>>>>

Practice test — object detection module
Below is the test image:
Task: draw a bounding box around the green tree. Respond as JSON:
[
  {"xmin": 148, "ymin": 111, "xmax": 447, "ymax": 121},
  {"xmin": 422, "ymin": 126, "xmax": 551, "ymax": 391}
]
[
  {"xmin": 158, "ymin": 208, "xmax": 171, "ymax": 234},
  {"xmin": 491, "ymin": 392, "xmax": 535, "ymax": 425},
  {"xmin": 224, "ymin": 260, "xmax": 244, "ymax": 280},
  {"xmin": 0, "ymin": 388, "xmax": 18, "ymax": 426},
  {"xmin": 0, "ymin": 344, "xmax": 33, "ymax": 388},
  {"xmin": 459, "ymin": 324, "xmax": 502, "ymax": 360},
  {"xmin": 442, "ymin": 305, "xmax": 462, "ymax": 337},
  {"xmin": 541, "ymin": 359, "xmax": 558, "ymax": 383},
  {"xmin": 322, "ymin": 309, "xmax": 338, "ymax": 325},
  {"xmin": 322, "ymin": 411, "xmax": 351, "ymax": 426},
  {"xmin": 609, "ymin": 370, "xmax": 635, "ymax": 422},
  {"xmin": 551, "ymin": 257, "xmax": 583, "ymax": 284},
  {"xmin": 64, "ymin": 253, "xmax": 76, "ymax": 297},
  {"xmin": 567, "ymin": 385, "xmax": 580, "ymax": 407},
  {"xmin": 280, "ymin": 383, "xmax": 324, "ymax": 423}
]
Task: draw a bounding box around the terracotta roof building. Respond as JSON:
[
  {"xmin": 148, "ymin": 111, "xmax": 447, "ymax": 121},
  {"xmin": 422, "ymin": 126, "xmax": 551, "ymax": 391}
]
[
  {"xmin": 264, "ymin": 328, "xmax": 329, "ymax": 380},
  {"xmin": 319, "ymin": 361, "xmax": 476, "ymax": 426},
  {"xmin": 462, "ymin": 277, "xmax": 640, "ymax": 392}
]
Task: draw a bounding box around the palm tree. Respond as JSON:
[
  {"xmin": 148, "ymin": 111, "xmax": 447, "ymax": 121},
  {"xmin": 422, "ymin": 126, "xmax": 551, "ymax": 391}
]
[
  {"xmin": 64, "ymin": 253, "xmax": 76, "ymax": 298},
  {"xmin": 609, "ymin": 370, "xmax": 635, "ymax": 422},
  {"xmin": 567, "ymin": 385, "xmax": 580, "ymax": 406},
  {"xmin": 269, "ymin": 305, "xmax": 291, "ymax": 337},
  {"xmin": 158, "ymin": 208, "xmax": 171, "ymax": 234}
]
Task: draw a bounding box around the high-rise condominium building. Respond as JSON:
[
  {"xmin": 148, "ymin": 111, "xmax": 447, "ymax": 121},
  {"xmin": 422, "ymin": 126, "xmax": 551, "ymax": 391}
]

<<<<

What is being asked — Starting at the line that contains "Task: draw a bounding box around the palm" and continuing through the last line of the rows, rewrite every line, requests included, scaling each bounding-box coordinate in the answers by 2.55 and rounding to whole numbers, with halves rounded up. Leave the numbers in the requests and their JSON samples unchanged.

Full answer —
Task: draw a bounding box around the palm tree. Respond as JSON:
[
  {"xmin": 148, "ymin": 111, "xmax": 447, "ymax": 121},
  {"xmin": 422, "ymin": 126, "xmax": 551, "ymax": 391}
]
[
  {"xmin": 163, "ymin": 645, "xmax": 194, "ymax": 760},
  {"xmin": 1553, "ymin": 944, "xmax": 1619, "ymax": 1076},
  {"xmin": 1446, "ymin": 982, "xmax": 1479, "ymax": 1035},
  {"xmin": 686, "ymin": 778, "xmax": 742, "ymax": 859},
  {"xmin": 403, "ymin": 530, "xmax": 436, "ymax": 597}
]
Task: draw a bounding box around the high-rise condominium building. Respond as JSON:
[
  {"xmin": 148, "ymin": 111, "xmax": 447, "ymax": 121},
  {"xmin": 422, "ymin": 126, "xmax": 551, "ymax": 391}
]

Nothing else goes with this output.